Extrait fourni ->

2. Le retour d’exil et les débuts du judaïsme postbiblique
Le retour des exilés fut très partiel. Néanmoins, le peuple juif dans son ensemble, tant du côté des membres regroupés en Palestine que de ceux qui demeurent dispersés dans le monde méditerranéen (dans la Diaspora), présentait déjà des traits nettement marqués : les deux éléments, national et religieux, y constituent un mélange indissoluble, difficile à saisir de l’extérieur. Le juif adhère fermement à une Loi qu’il tient pour révélée à Moïse sur le Sinaï ; il confesse un Dieu, créateur de l’univers et maître de l’histoire, qui a élu Israël et l’a établi comme centre spirituel de l’humanité, autour du Temple, en plein pays de « promission » ; il veut séparer la nation élue des autres nations, qui pourraient cependant être accueillies au sein du peuple de Dieu si elles changeaient de vie, et, pour ce faire, il élabore un lot de dispositions de plus en plus minutieuses ; il observe le sabbat et respecte des interdictions alimentaires, il refuse les mariages mixtes. Bien des facteurs entretiennent l’attente et le désir d’une ère de perfection, qui verra le souverain légitime, issu de la race de David, rétabli en ses droits imprescriptibles : il faut mentionner surtout l’imparfaite restauration politique, la persistance de la dispersion, l’écart entre les principes énoncés et les modalités réelles de la vie. C’est peut-être à cette époque, marquée par la chute de l’empire perse, que commença à se préciser chez certains la croyance (stimulée par des idées iraniennes) dans la survie et dans la résurrection des morts, un jugement universel décidant à tout jamais du destin de chacun. C’est de cette période encore qu’il faut dater, semble-t-il, les premiers essais d’une liturgie de prières distincte de la liturgie du Temple et pouvant se célébrer hors de la capitale. Vers cette époque fut inauguré aussi un enseignement qui, dépassant les préoccupations exclusivement sacerdotales et sapientielles, devint une interprétation de l’Écriture visant à transmettre, en l’approfondissant, la Loi de Moïse – Loi qui devait modeler l’entière existence du juif et aviver sans cesse l’espérance messianique. Le maître en Écriture sainte et en tradition se distingue du prêtre : il s’appelle d’abord le « scribe », puis le « rabbin ».
Après les conquêtes d’Alexandre, les diverses communautés juives du Moyen-Orient furent intégrées dans les empires des diadoques. Dès lors, le judaïsme côtoie constamment l’hellénisme. Si le second semble ne devoir aucun bien intellectuel au premier, l’influence grecque se fit sentir en plusieurs domaines de la vie juive : dans certains points de l’organisation judiciaire, peut-être également dans la réflexion morale des sages d’Israël ; probablement aussi la logique grecque a-t-elle contribué à la mise au point des règles utilisées par les docteurs pour accorder avec l’Écriture une loi orale adaptée aux circonstances. Mais bien des incertitudes demeurent.

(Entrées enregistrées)
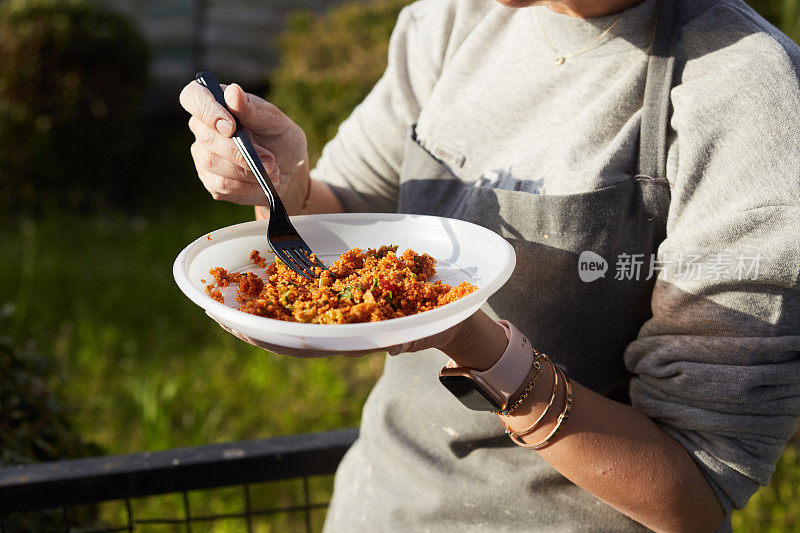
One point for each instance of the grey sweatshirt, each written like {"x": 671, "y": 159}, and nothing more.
{"x": 718, "y": 364}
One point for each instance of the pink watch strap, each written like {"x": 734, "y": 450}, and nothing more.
{"x": 509, "y": 372}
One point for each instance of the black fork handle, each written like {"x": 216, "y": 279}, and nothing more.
{"x": 278, "y": 213}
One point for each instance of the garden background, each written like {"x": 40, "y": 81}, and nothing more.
{"x": 99, "y": 351}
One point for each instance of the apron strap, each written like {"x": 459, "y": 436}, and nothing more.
{"x": 656, "y": 106}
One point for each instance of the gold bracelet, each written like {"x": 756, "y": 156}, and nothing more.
{"x": 562, "y": 419}
{"x": 533, "y": 426}
{"x": 536, "y": 368}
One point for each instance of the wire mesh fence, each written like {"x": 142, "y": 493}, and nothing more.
{"x": 280, "y": 484}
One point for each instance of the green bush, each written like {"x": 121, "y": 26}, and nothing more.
{"x": 71, "y": 80}
{"x": 330, "y": 63}
{"x": 34, "y": 420}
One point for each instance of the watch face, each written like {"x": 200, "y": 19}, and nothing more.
{"x": 469, "y": 393}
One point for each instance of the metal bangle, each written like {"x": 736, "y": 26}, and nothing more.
{"x": 562, "y": 419}
{"x": 533, "y": 426}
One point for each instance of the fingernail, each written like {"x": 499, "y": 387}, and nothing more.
{"x": 246, "y": 97}
{"x": 225, "y": 127}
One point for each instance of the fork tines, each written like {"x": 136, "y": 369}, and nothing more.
{"x": 298, "y": 256}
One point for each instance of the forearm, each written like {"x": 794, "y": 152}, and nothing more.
{"x": 621, "y": 456}
{"x": 610, "y": 449}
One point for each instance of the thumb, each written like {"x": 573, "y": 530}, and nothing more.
{"x": 254, "y": 113}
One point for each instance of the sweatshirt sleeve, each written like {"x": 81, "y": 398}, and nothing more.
{"x": 362, "y": 162}
{"x": 718, "y": 364}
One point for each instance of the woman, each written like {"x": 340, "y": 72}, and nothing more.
{"x": 660, "y": 136}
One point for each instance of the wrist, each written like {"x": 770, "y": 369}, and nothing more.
{"x": 476, "y": 343}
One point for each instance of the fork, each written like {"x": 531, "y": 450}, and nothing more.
{"x": 282, "y": 236}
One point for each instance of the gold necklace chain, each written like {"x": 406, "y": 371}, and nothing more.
{"x": 561, "y": 59}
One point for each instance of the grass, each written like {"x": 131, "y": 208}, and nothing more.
{"x": 145, "y": 369}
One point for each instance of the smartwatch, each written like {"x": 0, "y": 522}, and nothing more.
{"x": 498, "y": 387}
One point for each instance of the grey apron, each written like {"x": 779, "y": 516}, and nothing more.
{"x": 423, "y": 462}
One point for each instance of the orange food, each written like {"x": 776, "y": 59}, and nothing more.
{"x": 360, "y": 287}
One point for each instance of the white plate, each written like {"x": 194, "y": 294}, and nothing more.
{"x": 463, "y": 252}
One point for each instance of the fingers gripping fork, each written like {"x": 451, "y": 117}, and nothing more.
{"x": 282, "y": 236}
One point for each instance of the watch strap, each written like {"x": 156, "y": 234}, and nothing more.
{"x": 512, "y": 371}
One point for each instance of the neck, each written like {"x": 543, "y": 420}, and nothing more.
{"x": 590, "y": 8}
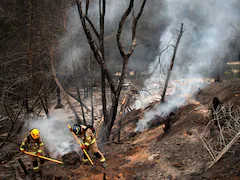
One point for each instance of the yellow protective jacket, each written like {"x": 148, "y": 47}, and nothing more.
{"x": 87, "y": 136}
{"x": 32, "y": 145}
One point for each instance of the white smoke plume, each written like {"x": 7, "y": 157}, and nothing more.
{"x": 204, "y": 45}
{"x": 57, "y": 138}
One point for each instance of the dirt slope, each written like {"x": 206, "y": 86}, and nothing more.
{"x": 179, "y": 155}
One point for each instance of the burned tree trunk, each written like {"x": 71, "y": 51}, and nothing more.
{"x": 61, "y": 88}
{"x": 172, "y": 62}
{"x": 78, "y": 92}
{"x": 109, "y": 117}
{"x": 59, "y": 104}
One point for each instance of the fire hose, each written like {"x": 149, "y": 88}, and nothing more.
{"x": 80, "y": 144}
{"x": 43, "y": 157}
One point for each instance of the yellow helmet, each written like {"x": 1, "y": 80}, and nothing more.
{"x": 35, "y": 134}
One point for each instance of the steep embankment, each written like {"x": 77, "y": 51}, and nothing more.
{"x": 179, "y": 154}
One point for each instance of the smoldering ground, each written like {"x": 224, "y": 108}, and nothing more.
{"x": 202, "y": 51}
{"x": 54, "y": 131}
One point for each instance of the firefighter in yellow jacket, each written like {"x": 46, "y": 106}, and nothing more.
{"x": 87, "y": 135}
{"x": 34, "y": 144}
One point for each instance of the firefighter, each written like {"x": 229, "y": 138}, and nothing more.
{"x": 34, "y": 144}
{"x": 86, "y": 133}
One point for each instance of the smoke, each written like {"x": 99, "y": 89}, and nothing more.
{"x": 54, "y": 131}
{"x": 202, "y": 49}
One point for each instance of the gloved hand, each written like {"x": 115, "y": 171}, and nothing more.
{"x": 84, "y": 147}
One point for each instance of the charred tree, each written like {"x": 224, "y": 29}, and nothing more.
{"x": 59, "y": 104}
{"x": 61, "y": 88}
{"x": 98, "y": 51}
{"x": 78, "y": 92}
{"x": 172, "y": 62}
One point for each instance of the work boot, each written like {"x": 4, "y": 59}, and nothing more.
{"x": 104, "y": 165}
{"x": 37, "y": 175}
{"x": 86, "y": 162}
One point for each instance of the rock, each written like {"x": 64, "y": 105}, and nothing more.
{"x": 152, "y": 157}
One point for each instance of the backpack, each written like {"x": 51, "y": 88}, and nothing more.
{"x": 91, "y": 127}
{"x": 88, "y": 127}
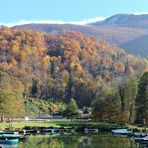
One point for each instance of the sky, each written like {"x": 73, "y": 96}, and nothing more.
{"x": 13, "y": 12}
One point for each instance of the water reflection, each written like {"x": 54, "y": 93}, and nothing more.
{"x": 78, "y": 141}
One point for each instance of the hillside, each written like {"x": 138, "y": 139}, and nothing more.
{"x": 134, "y": 46}
{"x": 126, "y": 20}
{"x": 65, "y": 65}
{"x": 118, "y": 29}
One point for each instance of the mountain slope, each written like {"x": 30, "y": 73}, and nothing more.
{"x": 135, "y": 46}
{"x": 118, "y": 29}
{"x": 64, "y": 65}
{"x": 126, "y": 20}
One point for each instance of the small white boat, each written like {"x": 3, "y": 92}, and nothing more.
{"x": 119, "y": 132}
{"x": 91, "y": 130}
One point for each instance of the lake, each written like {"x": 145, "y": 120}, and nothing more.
{"x": 78, "y": 141}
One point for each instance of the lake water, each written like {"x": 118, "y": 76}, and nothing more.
{"x": 78, "y": 141}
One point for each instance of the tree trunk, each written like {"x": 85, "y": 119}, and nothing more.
{"x": 2, "y": 117}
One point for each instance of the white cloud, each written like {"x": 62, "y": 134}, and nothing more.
{"x": 83, "y": 22}
{"x": 140, "y": 13}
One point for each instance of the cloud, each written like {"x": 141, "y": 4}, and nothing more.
{"x": 140, "y": 13}
{"x": 22, "y": 22}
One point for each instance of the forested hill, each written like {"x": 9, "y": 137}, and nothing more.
{"x": 125, "y": 30}
{"x": 62, "y": 65}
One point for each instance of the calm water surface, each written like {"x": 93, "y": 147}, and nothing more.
{"x": 76, "y": 141}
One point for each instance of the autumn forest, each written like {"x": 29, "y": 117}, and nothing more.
{"x": 48, "y": 70}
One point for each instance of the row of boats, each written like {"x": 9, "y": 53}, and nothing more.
{"x": 139, "y": 137}
{"x": 11, "y": 137}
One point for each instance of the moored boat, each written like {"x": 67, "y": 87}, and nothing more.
{"x": 9, "y": 139}
{"x": 119, "y": 132}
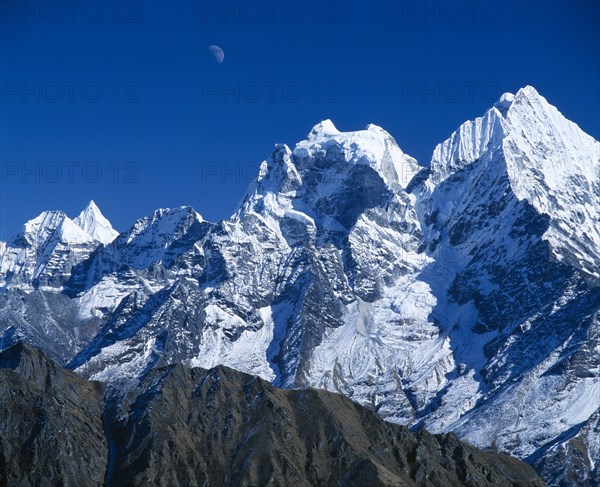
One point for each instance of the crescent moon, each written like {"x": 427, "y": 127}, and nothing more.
{"x": 217, "y": 52}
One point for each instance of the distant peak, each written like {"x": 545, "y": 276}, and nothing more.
{"x": 504, "y": 103}
{"x": 323, "y": 129}
{"x": 92, "y": 206}
{"x": 92, "y": 221}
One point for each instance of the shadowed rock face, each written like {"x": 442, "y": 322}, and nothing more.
{"x": 50, "y": 423}
{"x": 182, "y": 427}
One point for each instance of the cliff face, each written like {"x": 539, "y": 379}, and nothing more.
{"x": 182, "y": 427}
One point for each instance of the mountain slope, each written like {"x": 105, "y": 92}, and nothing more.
{"x": 460, "y": 297}
{"x": 183, "y": 426}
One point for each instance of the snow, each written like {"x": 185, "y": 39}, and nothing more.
{"x": 436, "y": 308}
{"x": 92, "y": 221}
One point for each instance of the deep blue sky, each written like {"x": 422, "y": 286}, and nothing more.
{"x": 170, "y": 126}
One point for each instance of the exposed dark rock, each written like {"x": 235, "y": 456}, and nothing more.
{"x": 185, "y": 427}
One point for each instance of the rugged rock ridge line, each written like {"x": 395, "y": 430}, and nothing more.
{"x": 183, "y": 427}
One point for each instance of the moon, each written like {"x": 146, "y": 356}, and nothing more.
{"x": 217, "y": 52}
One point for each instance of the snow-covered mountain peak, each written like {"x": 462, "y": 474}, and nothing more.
{"x": 323, "y": 129}
{"x": 555, "y": 166}
{"x": 51, "y": 224}
{"x": 326, "y": 148}
{"x": 92, "y": 221}
{"x": 504, "y": 102}
{"x": 472, "y": 141}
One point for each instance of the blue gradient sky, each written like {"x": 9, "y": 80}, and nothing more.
{"x": 125, "y": 105}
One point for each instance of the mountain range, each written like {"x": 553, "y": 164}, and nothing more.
{"x": 459, "y": 296}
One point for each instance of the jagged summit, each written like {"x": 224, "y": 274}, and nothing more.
{"x": 464, "y": 301}
{"x": 92, "y": 221}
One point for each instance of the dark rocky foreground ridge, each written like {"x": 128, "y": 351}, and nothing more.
{"x": 183, "y": 427}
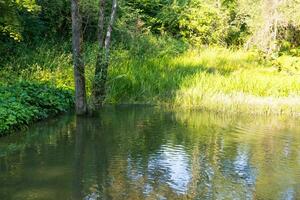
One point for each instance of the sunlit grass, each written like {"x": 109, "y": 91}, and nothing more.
{"x": 157, "y": 73}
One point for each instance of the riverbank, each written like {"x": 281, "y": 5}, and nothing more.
{"x": 23, "y": 103}
{"x": 166, "y": 72}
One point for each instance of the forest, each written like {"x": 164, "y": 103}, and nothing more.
{"x": 233, "y": 56}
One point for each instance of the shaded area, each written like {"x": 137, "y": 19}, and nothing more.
{"x": 142, "y": 152}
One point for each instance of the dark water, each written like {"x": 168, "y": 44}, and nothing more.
{"x": 147, "y": 153}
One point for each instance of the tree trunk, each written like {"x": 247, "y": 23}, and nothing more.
{"x": 79, "y": 76}
{"x": 103, "y": 55}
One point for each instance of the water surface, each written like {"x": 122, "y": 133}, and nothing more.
{"x": 147, "y": 153}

Énoncé 1 ->
D'après l'extrait fourni, dans quel but le juif élabore-t-il « un lot de dispositions de plus en plus minutieuses » ? Répondez en une à trois phrases.
Énoncé 2 ->
Repérez, s'il vous plaît, chaque ligne des entrées qui contient la chaîne "tree" et recopiez-la, en tenant compte de la casse.

Réponse complète 1 ->
Le juif élabore ces dispositions parce qu'il veut séparer la nation élue des autres nations.

Réponse complète 2 ->
One point for each instance of the burned tree trunk, each written like {"x": 71, "y": 51}, and nothing more.
One point for each instance of the charred tree, each written like {"x": 224, "y": 29}, and nothing more.
One point for each instance of the tree trunk, each written like {"x": 85, "y": 119}, and nothing more.
One point for each instance of the tree trunk, each written like {"x": 247, "y": 23}, and nothing more.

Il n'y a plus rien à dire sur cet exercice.